==== DOCUMENT SECTION

I will now say something about the proceedings in the Court
themselves. Increasingly the Courts, including the High Court
are being asked to depend upon written materials. Those written
materials are important and very helpful. But there are two
cautions which need to be sounded about them from my own point
of view. There is a perception that the cost of litigation
can be measured by the amount of hearing time that a case
takes. That can be an unreliable guide. Generally speaking,
the shorter the hearing time on a complex case the greater
and the more prolonged the work may have been out of Court,
not only I might say by the parties and their lawyers, but
also the Court itself in preparing for the case and the writing
of the judgment.
The presentation of so much of a case in writing seems very
much to be at the heart of what all courts are being urged
to do, that is, actively to manage a case through all of its
phases. Some, including members of the judiciary, advocate
very active involvement in the process in lieu of the former
passive, detached determination of issues as they are presented
by the parties. Case management means exercising power to
control or direct not only the way in which the case is to
be presented in court but also the preparatory processes for
the hearing.

========

* TASKS FOR THIS EXERCISE:
(1) Answer these questions about the passage on court proceedings:
(a) What perception about the cost of litigation does the speaker mention?
(b) Some advocate very active involvement by courts in place of what?
(c) Besides the way a case is presented in court, what else does case management control or direct?
(2) Extend the passage on court proceedings with a further paragraph that picks up after its final sentence.

==== DATA EXCERPT

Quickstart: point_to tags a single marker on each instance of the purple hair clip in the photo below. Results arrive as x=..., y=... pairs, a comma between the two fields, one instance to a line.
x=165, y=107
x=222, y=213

========

* SOLVED TASKS:
(1)
(a) That the cost of litigation can be measured by the amount of hearing time a case takes.
(b) The former passive, detached determination of issues as they are presented by the parties.
(c) The preparatory processes for the hearing.

(2)
Not all commentators and judges share unqualified enthusiasm
for case management as it seems to be developing. No one could
possibly be in favour of needlessly prolonged and expensive
litigation but on the other hand it is important to keep sight
of the end, that is, the determination of a case in a way
that is not only impartial but also is seen to be impartial.
If a judge has descended to the level of the parties by, as
sometimes happens, telling one or other of them that a certain
interlocutory step is a luxury that cannot be afforded, or
that a party ought to be careful about relying upon some technical,
strict, legal right, then the judge may risk losing the appearance,
and perhaps even the reality of judicial impartiality. Moreover
there is, so far as I am aware, little hard evidence that
all judges are necessarily good administrators or managers.
The Australian Law Reform Commission has commented that judges
may not have the appropriate skills or experience to be able
to direct the course of a complex trial3
. It is a new thing for the courts to be so closely involved.
Often judges are not as well qualified to manage the case
as the parties4.
After all, Zander notes, the parties "live with the case"5.
Perhaps a time may come when judges will simply sit to hear
cases which until that point have been managed by other judges
or lawyers who have shown a particular aptitude for management.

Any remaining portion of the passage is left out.